Source records:
***

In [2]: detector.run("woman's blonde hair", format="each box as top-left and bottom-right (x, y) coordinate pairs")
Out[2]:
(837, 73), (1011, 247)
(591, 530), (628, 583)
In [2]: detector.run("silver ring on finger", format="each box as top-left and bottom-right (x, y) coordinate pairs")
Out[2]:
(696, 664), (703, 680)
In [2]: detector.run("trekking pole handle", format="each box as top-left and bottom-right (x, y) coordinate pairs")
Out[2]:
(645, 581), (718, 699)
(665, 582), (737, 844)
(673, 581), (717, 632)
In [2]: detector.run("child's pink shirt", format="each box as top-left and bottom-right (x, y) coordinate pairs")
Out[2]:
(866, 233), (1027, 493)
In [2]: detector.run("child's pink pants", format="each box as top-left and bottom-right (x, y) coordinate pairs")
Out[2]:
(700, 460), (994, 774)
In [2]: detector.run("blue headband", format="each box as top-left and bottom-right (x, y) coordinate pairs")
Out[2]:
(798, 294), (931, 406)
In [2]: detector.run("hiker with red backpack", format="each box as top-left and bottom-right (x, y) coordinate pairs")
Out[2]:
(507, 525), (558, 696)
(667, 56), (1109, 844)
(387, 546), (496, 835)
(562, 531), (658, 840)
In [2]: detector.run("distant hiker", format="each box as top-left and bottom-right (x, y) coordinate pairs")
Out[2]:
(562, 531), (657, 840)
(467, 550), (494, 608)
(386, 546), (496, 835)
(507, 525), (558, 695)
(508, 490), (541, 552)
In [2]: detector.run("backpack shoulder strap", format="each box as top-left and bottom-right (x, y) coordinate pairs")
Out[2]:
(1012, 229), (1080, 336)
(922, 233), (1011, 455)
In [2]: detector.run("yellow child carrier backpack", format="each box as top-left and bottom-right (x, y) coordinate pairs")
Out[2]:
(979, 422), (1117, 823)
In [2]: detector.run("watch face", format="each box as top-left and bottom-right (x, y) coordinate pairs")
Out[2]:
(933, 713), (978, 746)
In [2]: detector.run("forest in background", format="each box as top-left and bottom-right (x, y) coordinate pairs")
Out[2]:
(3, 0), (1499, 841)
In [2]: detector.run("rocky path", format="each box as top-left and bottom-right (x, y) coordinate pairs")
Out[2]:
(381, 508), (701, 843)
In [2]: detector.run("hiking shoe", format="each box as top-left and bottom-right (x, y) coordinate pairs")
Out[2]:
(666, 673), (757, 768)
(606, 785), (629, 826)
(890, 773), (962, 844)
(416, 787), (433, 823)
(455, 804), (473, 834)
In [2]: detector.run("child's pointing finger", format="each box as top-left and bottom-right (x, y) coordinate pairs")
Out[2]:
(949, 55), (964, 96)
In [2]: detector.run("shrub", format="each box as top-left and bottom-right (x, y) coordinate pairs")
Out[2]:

***

Set down all of the entries again, keeping every line exactly as it is.

> **Reply to the exercise**:
In [2]: detector.run("woman's blonde hair", format="each box as top-left and bottom-right (x, y) coordinate pairs")
Out[2]:
(837, 73), (1011, 247)
(591, 530), (628, 583)
In [2]: detector.run("silver ring on finger", format="each box as top-left and bottom-right (x, y) coordinate pairs")
Out[2]:
(696, 664), (703, 680)
In [2]: detector.run("trekking pole handle", format="each box as top-left and bottom-right (x, y) coordinate pairs")
Out[2]:
(645, 581), (718, 699)
(665, 582), (737, 844)
(673, 581), (717, 632)
In [2]: detector.run("child's pink shirt", format="each box as top-left and bottom-right (x, y) coordinate pairs")
Out[2]:
(866, 233), (1027, 493)
In [2]: detector.run("child's pink pants", format="each box as top-left and bottom-right (x, y) coordinate pairs")
Out[2]:
(700, 460), (994, 774)
In [2]: detector.run("blue headband", format="each box as top-left and bottom-right (x, y) coordinate pairs")
Out[2]:
(798, 294), (931, 406)
In [2]: detector.run("hiker with red backpack", format="each box as top-left and bottom-right (x, y) coordinate pairs")
Out[2]:
(507, 525), (558, 696)
(667, 56), (1109, 844)
(387, 546), (496, 835)
(562, 531), (658, 840)
In [2]: detector.run("distant hiker", format="each box as top-left and bottom-right (x, y) coordinate pairs")
Out[2]:
(562, 531), (657, 840)
(467, 550), (494, 608)
(386, 546), (496, 835)
(507, 525), (558, 695)
(508, 490), (541, 552)
In [2]: detector.run("backpack shoulder strap", format="each box as top-left and bottom-right (x, y) coordinate pairs")
Out[2]:
(1012, 229), (1080, 336)
(922, 233), (1011, 455)
In [2]: detector.run("yellow child carrier backpack", format="each box as top-left and bottom-right (x, y) coordinate pairs")
Out[2]:
(979, 422), (1117, 823)
In [2]: detector.run("watch face", format="each box as top-left and bottom-right (x, y) coordinate pairs")
Out[2]:
(933, 713), (978, 746)
In [2]: detector.run("forest in background", format="each box as top-left and bottom-right (x, y) coordinate pairs")
Out[2]:
(3, 0), (1499, 841)
In [2]: detector.run("rocky path", format="each box as top-left and bottom-right (x, y) coordinate pairs")
Out[2]:
(381, 508), (701, 843)
In [2]: detector.run("hiking shoe", format="each box as top-left and bottom-right (x, y) coordinate pairs")
Out[2]:
(666, 673), (757, 768)
(606, 785), (629, 826)
(890, 773), (962, 844)
(416, 787), (433, 823)
(455, 804), (473, 834)
In [2]: detector.run("child's pointing finger", format="each box as top-left and bottom-right (x, y) coordinate pairs")
Out[2]:
(949, 55), (964, 96)
In [2]: detector.run("shrub", format="each box as top-left and bottom-right (x, y) coordinate pairs")
Out[2]:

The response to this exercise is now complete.